-------- Estratto del testo

Dal 2015 in Italia è presente una nuova indennità di disoccupazione: si chiama NASpI ed è dedicata ai lavoratori che si trovano in momentanea situazione di difficoltà a causa della perdita del lavoro.
NASpI: cos’è?
NASpI è la nuova indennità di disoccupazione, una prestazione economica dedicata ai lavoratori disoccupati che è stata istituita nel 2015 e che viene erogata ai soggetti che ne fanno domanda, previa dimostrazione dei requisiti. Nello specifico, è destinata ai lavoratori dipendenti che hanno perso il lavoro per cause non a loro assimilabili a partire dal 1 maggio 2015. Si tratta di una misura di sussistenza nata per accompagnare i tantissimi lavoratori italiani che a causa della crisi hanno perso il loro lavoro. Rientra nella cosiddetta Riforma del Lavoro del 2015, il Jobs Act, ed è di fatto il sostituto dell’assegno di disoccupazione che era stato introdotto nel 2011 con la Riforma Fornero. Rispetto all’assegno unico di disoccupazione, il NASpI prevede altri parametri di calcolo e di valutazione, che incidono in maniera concreta sull’importo erogabile a ciascun disoccupato. Per come è configurata, per esempio, è un ammortizzatore sociale particolarmente utile per i lavoratori precari della scuola, che terminato il contratto di supplenza o di insegnamento annuale, in attesa di quello successivo possono usufruire del NASpI per durante i 2 mesi di vacanza del posto di lavoro.
NASpI: a chi spetta?
Come accennato in precedenza, questo ammortizzatore sociale momentaneo è dedicato ai lavoratori subordinati che per cause non da loro dipendenti si trovano in una condizione di disoccupazione. Rientrano in questa categoria anche:
– i lavoratori assunti con contratti di apprendistato temporanei;
– i lavoratori delle società cooperative risultanti come soci ma con un rapporto di lavoro assimilabile al subordinato;
– i lavoratori del settore artistico, inquadrati come subordinati;
– i lavoratori impiegati negli uffici e o nelle attività della Pubblica Amministrazione, a cui viene sottoposto un contratto a tempo determinato.

----------------
-------- Dati forniti

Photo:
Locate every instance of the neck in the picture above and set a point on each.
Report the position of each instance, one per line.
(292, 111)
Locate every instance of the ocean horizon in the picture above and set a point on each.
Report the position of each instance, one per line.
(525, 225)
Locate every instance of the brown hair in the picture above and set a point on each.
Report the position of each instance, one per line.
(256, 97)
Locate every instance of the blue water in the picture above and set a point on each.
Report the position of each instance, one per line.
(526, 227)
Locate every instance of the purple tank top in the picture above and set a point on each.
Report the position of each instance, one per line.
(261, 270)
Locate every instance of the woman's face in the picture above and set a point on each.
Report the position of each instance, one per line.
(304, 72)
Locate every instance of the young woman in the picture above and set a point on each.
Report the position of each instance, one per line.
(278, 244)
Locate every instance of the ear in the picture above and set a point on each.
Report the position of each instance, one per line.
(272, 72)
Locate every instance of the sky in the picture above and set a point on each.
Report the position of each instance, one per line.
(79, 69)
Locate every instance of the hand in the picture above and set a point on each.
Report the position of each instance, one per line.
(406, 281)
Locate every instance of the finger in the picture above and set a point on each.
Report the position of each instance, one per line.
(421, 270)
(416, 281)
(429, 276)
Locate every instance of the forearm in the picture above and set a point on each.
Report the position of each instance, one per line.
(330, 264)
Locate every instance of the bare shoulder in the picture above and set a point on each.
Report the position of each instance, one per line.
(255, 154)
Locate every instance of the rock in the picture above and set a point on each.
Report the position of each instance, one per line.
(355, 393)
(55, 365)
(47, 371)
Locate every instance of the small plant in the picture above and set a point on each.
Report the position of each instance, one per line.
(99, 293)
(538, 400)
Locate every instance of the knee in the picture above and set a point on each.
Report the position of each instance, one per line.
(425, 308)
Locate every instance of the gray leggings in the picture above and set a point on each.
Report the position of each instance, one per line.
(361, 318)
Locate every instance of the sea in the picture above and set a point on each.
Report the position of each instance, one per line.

----------------

▶ Attività da svolgere
1. Riscrivi il tratto del testo sulla NASpI che va da "Come accennato in" fino a "a tempo determinato.", sostituendo "settore artistico" con "settore dello spettacolo".
2. Prosegui il testo sulla NASpI a partire dall'ultima frase riportata.

▶ Risposte alle attività
1.
Come accennato in precedenza, questo ammortizzatore sociale momentaneo è dedicato ai lavoratori subordinati che per cause non da loro dipendenti si trovano in una condizione di disoccupazione. Rientrano in questa categoria anche:
– i lavoratori assunti con contratti di apprendistato temporanei;
– i lavoratori delle società cooperative risultanti come soci ma con un rapporto di lavoro assimilabile al subordinato;
– i lavoratori del settore dello spettacolo, inquadrati come subordinati;
– i lavoratori impiegati negli uffici e o nelle attività della Pubblica Amministrazione, a cui viene sottoposto un contratto a tempo determinato.

2.
Come è evidente, il NASpI abbraccia un’ampia varietà di lavoratori ma, ovviamente, non tutti possono usufruirne, anche se licenziati per cause non da loro dipendenti. In particolare, non possono essere accolte le domande provenienti da:
– i lavoratori impiegati nella Pubblica Assunzione e assunti con contratto a tempo indeterminato
– i lavoratori impiegati nel settore agricolo, sia quelli con contratti di lavoro subordinato tempo determinato sia quelli con contratti a tempo indeterminato;
– i lavoratori considerati per legge extra-comunitari, perché per loro è stata prevista una normativa apposita che esula dalle logiche del NASpI.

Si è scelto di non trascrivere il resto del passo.